## INSTRUCTION
Write out the lines below as a numbered list, skipping any blank lines and leaving out the pictures.

## RECORDED INFORMATION

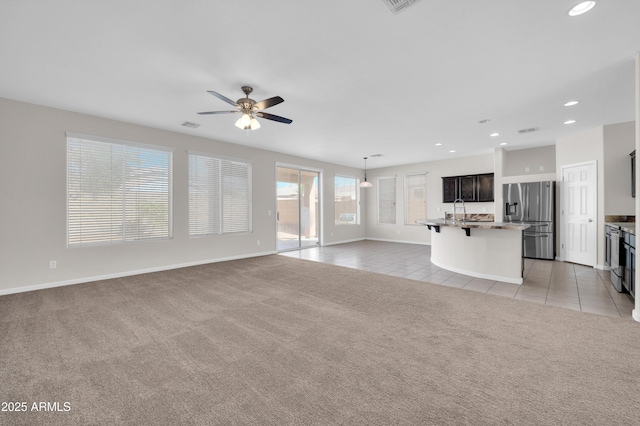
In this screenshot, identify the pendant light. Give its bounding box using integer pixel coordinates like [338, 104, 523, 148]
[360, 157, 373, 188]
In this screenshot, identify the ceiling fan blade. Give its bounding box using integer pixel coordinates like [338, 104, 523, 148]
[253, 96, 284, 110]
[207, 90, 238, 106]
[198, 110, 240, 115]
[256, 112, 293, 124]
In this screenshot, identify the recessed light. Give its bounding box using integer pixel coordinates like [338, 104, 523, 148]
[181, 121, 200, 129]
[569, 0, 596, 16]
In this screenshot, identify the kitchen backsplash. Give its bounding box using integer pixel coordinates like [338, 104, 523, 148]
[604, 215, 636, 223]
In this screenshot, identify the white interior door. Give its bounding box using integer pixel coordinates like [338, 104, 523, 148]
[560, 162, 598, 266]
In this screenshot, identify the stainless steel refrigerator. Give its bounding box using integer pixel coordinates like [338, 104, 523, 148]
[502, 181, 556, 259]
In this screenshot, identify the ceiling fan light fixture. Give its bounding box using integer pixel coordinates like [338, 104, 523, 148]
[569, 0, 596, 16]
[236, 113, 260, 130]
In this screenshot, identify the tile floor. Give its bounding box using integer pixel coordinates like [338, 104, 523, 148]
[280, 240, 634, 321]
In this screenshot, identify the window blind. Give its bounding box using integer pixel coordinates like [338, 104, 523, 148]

## TASK ANSWER
1. In this screenshot, identify the pendant light. Give its bounding box using integer pixel coordinates like [338, 104, 523, 148]
2. [360, 157, 373, 188]
3. In this screenshot, identify the ceiling fan blade. Give its bounding box using integer pixel coordinates like [338, 104, 523, 148]
4. [253, 96, 284, 110]
5. [207, 90, 238, 106]
6. [198, 110, 240, 115]
7. [256, 112, 293, 124]
8. In this screenshot, identify the recessed light. Give its bounding box using integer pixel coordinates like [338, 104, 523, 148]
9. [181, 121, 200, 129]
10. [569, 0, 596, 16]
11. In this screenshot, identify the kitchen backsplash. Give its bounding box using integer pixel coordinates like [338, 104, 523, 148]
12. [604, 215, 636, 223]
13. In this screenshot, identify the white interior door. Give its bounding box using integer pixel coordinates like [338, 104, 523, 148]
14. [560, 162, 598, 266]
15. In this screenshot, identify the stainless steel refrigerator. Give its bounding box using integer pixel coordinates like [338, 104, 523, 148]
16. [502, 181, 556, 259]
17. In this screenshot, identify the ceiling fan light fixture. Give its bounding box using integer pixel coordinates like [338, 104, 523, 148]
18. [569, 0, 596, 16]
19. [236, 113, 260, 130]
20. In this screenshot, identify the tile floor. Give its bounding box using integer pixel coordinates like [338, 104, 523, 148]
21. [280, 240, 634, 321]
22. In this screenshot, identify the window blind. Give its bounding box using integer pixel coordinates like [338, 104, 523, 148]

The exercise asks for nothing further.